— EXTRACT PROVIDED —

■ ■ ■ ■ ■ ■ ■

2 Creating a Kubernetes Cluster

This chapter shows you how to use the Platform CLI (olcnectl) to create a Kubernetes cluster. This chapter assumes you have installed the Oracle Cloud Native Environment software packages on the nodes, configured them to be used in a cluster and created an environment in which to install the Kubernetes module, as discussed in Getting Started.

The high level steps to create a Kubernetes cluster are:

• Create a Kubernetes module to specify information about the cluster.

• Validate the Kubernetes module to make sure Kubernetes can be installed on the nodes.

• Install the Kubernetes module to install the Kubernetes packages on the nodes and create the cluster.

The olcnectl command is used to perform these steps. For more information on the syntax for the olcnectl command, see Platform Command-Line Interface.

Tip:

You can also use a configuration file to create modules. The configuration file is a YAML file that contains the information about the environments and modules you want to deploy. Using a configuration file reduces the information you need to provide with olcnectl commands. For information on creating and using a configuration file, see Platform Command-Line Interface.

■ ■ ■ ■ ■ ■ ■

— PROVIDED DATA —
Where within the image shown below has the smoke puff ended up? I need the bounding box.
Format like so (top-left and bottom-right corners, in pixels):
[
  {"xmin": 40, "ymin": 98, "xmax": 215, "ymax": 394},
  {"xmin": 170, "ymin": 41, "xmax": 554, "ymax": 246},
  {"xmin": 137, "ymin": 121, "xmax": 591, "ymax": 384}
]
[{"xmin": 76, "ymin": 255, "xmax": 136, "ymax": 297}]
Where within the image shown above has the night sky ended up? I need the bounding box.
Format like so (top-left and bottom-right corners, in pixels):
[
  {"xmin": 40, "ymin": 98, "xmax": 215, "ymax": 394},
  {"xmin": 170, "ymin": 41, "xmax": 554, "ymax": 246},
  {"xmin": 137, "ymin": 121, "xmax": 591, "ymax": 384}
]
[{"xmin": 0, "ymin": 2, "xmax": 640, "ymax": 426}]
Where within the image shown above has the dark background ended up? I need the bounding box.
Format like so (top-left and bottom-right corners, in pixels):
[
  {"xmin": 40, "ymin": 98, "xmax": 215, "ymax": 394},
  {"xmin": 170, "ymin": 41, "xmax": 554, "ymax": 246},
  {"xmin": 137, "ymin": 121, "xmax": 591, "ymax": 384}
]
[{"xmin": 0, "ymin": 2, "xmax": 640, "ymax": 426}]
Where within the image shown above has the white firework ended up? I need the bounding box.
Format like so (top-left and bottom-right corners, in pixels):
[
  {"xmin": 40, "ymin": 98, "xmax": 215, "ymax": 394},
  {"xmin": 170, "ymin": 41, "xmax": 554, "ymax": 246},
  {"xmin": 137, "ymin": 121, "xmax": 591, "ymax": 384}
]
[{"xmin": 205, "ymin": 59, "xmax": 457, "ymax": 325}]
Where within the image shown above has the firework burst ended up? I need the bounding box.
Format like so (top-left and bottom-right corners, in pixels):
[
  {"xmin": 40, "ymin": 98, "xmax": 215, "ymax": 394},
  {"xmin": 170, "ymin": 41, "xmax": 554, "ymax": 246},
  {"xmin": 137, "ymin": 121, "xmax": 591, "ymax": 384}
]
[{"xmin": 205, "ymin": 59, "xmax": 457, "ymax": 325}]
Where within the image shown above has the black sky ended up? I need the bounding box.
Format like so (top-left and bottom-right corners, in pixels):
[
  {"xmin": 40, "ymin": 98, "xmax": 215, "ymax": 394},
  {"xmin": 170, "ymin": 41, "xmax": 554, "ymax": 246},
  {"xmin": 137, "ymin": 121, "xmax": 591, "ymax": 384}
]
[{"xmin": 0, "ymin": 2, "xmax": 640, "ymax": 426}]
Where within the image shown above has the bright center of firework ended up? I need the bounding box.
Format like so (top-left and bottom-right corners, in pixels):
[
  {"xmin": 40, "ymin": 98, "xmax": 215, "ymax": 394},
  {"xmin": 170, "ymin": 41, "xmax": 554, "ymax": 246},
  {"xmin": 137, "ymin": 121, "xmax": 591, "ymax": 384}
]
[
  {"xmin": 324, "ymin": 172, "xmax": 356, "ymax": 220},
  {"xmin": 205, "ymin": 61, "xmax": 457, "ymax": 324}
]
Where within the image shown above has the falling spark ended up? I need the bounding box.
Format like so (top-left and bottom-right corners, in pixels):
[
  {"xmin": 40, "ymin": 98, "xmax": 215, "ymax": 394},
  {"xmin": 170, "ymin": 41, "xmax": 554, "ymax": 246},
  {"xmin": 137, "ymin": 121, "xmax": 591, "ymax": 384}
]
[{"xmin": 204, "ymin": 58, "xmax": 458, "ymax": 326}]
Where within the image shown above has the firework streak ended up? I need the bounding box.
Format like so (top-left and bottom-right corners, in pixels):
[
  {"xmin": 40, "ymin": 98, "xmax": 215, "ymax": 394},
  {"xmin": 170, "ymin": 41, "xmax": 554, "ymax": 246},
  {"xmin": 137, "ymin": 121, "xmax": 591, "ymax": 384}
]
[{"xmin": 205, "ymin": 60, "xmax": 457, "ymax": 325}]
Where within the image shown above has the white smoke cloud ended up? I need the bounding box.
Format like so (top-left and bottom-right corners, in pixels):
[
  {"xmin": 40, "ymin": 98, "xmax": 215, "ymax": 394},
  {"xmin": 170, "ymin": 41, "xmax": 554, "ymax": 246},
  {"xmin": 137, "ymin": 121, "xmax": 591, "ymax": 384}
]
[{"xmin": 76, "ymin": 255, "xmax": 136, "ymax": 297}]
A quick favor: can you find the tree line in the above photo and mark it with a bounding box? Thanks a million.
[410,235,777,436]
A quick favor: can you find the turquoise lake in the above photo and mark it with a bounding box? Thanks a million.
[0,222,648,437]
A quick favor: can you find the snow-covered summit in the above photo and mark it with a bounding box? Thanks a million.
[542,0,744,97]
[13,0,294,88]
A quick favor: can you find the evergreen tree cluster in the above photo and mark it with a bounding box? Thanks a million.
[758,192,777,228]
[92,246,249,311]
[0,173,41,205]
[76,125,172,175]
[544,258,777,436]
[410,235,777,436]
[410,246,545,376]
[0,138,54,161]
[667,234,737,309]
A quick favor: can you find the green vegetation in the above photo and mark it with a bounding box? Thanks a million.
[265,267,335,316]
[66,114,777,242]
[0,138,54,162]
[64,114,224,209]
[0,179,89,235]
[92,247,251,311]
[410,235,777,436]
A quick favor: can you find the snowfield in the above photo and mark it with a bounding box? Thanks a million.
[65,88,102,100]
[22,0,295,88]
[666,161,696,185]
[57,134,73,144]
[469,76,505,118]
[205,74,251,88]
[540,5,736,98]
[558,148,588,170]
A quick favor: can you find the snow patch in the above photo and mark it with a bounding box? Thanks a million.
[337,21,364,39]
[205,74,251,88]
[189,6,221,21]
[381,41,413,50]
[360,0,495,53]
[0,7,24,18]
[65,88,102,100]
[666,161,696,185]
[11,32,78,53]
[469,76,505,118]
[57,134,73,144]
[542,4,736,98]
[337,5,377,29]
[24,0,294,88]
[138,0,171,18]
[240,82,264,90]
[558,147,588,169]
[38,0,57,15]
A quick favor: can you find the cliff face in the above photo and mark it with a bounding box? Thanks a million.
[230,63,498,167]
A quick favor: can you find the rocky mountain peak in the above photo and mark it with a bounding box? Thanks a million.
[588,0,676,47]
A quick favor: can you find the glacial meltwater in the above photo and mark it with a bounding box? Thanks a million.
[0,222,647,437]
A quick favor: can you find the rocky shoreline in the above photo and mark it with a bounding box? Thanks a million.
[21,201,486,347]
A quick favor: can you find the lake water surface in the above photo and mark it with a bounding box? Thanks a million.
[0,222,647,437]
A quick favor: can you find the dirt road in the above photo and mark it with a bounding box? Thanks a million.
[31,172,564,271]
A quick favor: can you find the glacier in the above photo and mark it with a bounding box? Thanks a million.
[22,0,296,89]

■ ■ ■ ■ ■ ■ ■

— EXERCISE 1 —
Give every high-level step that the chapter on creating a Kubernetes cluster lists for building a cluster.
— EXERCISE 2 —
From the chapter on creating a Kubernetes cluster, retype the passage starting with "This chapter shows" and going on through "create the cluster.".

— RIGHT ANSWER 1 —
- Create a Kubernetes module to specify information about the cluster.
- Validate the Kubernetes module to make sure Kubernetes can be installed on the nodes.
- Install the Kubernetes module to install the Kubernetes packages on the nodes and create the cluster.

— RIGHT ANSWER 2 —
This chapter shows you how to use the Platform CLI (olcnectl) to create a Kubernetes cluster. This chapter assumes you have installed the Oracle Cloud Native Environment software packages on the nodes, configured them to be used in a cluster and created an environment in which to install the Kubernetes module, as discussed in Getting Started.

The high level steps to create a Kubernetes cluster are:

• Create a Kubernetes module to specify information about the cluster.

• Validate the Kubernetes module to make sure Kubernetes can be installed on the nodes.

• Install the Kubernetes module to install the Kubernetes packages on the nodes and create the cluster.